>> Start Extract

# Firewall Leak Tests



## Deckard (May 8, 2006)

Matousec.com has done a study of 21 personal firewalls for leak tests, and the results are surprising. What's not surprising is that Windows XP SP2's firewall failed every test.

http://www.matousec.com/projects/windows-personal-firewall-analysis/leak-tests-results.php


----------



## tetonbob (Jan 10, 2005)

Great info, Deckard.

src2206 will be pleased to see the Comodo results :sayyes: He's been trying to tell us all about it for some time now.


----------



## Glaswegian (Sep 16, 2005)

Nice link Decks thanks. Some very interesting stuff there. src2206 will be on cloud nine - is he on commission? :grin:


----------



## eXPeri3nc3 (Dec 3, 2005)

Broken link for "leak tests"

http://www.matousec.com/projects/windows-personal-firewall-analysis/introduction-firewall-leak-testing.php%5B/*url*


----------



## martt (Jul 26, 2005)

Being a user of the Comodo firewall, I visit their forum. I'd read the test before because they link to it from there. I've been using this firewall for some time now and think it is a good one. Nice to have the opinion confirmed.

Version 2.3.6.81 is the current release. 2.4 is being worked on. The name of the firewall has been changed on the latest beta release. It is now called Comodo Firewall _Pro_. The word 'Pro' has been added to stop it being compared to the free versions of other firewalls. The developers want Comodo to be thought of as better than those.


----------



## wally246 (Aug 4, 2006)

Thanks!


----------

>> End Extract
>> Start Dataset section

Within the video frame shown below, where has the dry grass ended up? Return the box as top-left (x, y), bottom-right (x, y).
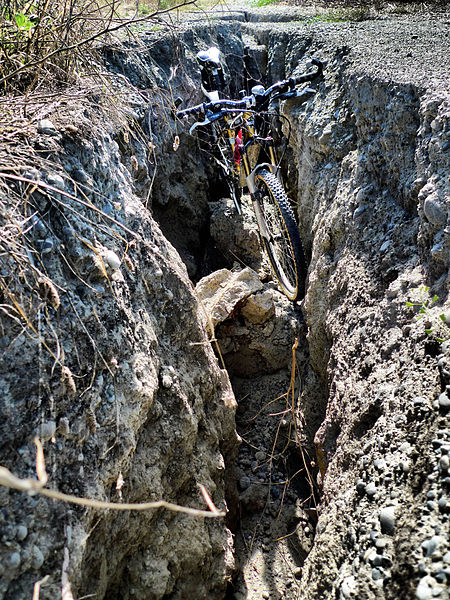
top-left (0, 0), bottom-right (195, 94)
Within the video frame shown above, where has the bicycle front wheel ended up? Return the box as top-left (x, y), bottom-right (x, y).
top-left (255, 169), bottom-right (306, 300)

>> End Dataset section

» Task: Decide whether each statement below agrees with the firewall leak tests thread above, answering yes or no and quoting the words of the thread that settle it. 1. The study covered 21 personal firewalls. 2. Windows XP SP2's firewall passed some of the tests. 3. Version 2.4 of Comodo is the current release.

» Exercise response:
1. Yes: "Matousec.com has done a study of 21 personal firewalls for leak tests"
2. No: "Windows XP SP2's firewall failed every test."
3. No: "Version 2.3.6.81 is the current release. 2.4 is being worked on."